ASSIGNMENT A> In the article about Joe Manchin and coal, rewrite the paragraph beginning "Manchin made another $95,000" more briefly, keeping its main facts.
ASSIGNMENT B> From the article about Joe Manchin and coal, reproduce everything from "The centrist Democratic" down to "fear his fingerprints.".
--- READING PASSAGE ---
Joe Manchin has made millions of dollars from coal.
Now he gets to take the lead in deciding coal’s future.
Since 2012, his income totals $4.35 million from stock he owns in Enersystems, Inc., the Fairmont-based coal brokerage he founded in 1988, according to his U.S. Senate financial disclosures.
Manchin made another $95,000 to $236,000 over the same span from notes receivable and stock he owns in Farmington Resources, a Fairmont-based mining services company. Senate financial disclosures report most assets in dollar ranges, not precise amounts.
In 2020, Manchin’s Enersystems stock was valued from $1 million to $5 million – easily his most valuable asset.
The centrist Democratic senator and chairman of the powerful Senate Energy and Resources Committee now finds President Joe Biden’s climate and social agenda resting largely in his hands.
West Virginia climate advocates fear his fingerprints.
“It’s difficult to question his motives,” said James Van Nostrand, director of the West Virginia University College of Law’s Center for Energy and Sustainable Development. “But at the same time, I can’t figure out why he’s saying no to this stuff.”
The “stuff” includes a bevy of key climate priorities in Democrats’ budget bill designed to achieve the immediate and large-scale reductions in greenhouse gas emissions needed to avoid the most devastating, irreversible effects of climate change.
“This report must sound a death knell for coal and fossil fuels, before they destroy our planet,” United Nations Secretary General António Guterres said in an August statement. The remarks accompanied a U.N. Intergovernmental Panel on Climate Change report that urged reaching net zero carbon emissions to reduce extreme rainfall and flooding in West Virginia and throughout the eastern United States for generations to come.
Manchin, whose vote is critical in the evenly divided Senate, has balked at what clean energy proponents view as the bill’s most pivotal climate measures, which advocates predict also would strengthen West Virginia’s economy.
--- DATA SUPPLIED ---
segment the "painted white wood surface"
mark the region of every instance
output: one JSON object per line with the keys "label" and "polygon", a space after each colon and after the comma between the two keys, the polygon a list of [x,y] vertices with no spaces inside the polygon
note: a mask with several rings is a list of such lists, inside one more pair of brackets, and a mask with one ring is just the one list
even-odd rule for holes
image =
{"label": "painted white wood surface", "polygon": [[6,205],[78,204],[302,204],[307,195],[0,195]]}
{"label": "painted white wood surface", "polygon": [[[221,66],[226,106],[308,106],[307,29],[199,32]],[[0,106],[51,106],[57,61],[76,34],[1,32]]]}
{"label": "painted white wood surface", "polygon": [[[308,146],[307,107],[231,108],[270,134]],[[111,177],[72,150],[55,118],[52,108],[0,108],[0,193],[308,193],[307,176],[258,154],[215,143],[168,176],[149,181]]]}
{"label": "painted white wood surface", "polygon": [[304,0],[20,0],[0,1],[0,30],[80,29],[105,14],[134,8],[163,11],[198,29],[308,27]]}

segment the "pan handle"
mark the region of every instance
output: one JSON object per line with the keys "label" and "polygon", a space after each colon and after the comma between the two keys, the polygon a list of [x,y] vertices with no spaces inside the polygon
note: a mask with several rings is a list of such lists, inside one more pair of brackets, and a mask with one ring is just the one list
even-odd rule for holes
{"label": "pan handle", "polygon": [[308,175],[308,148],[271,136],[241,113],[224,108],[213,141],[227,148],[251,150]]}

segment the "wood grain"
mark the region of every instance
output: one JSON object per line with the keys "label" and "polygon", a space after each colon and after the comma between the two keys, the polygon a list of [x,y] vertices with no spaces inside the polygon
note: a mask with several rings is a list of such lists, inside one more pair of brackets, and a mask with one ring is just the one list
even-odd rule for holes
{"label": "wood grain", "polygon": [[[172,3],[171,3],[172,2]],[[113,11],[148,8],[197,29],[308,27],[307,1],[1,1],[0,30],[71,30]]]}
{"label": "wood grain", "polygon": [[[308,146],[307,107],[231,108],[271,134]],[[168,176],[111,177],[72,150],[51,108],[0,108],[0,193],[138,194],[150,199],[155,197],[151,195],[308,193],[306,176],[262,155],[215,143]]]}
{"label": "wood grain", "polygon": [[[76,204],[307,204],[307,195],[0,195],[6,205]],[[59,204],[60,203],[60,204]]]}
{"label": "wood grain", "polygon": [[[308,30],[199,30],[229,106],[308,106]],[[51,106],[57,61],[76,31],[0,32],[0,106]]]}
---
YOUR RESPONSE A> Manchin also made $95,000 to $236,000 over the same span from notes receivable and stock in Farmington Resources, a Fairmont-based mining services company. Senate disclosures report most assets as dollar ranges rather than precise amounts.

YOUR RESPONSE B>
The centrist Democratic senator and chairman of the powerful Senate Energy and Resources Committee now finds President Joe Biden’s climate and social agenda resting largely in his hands.
West Virginia climate advocates fear his fingerprints.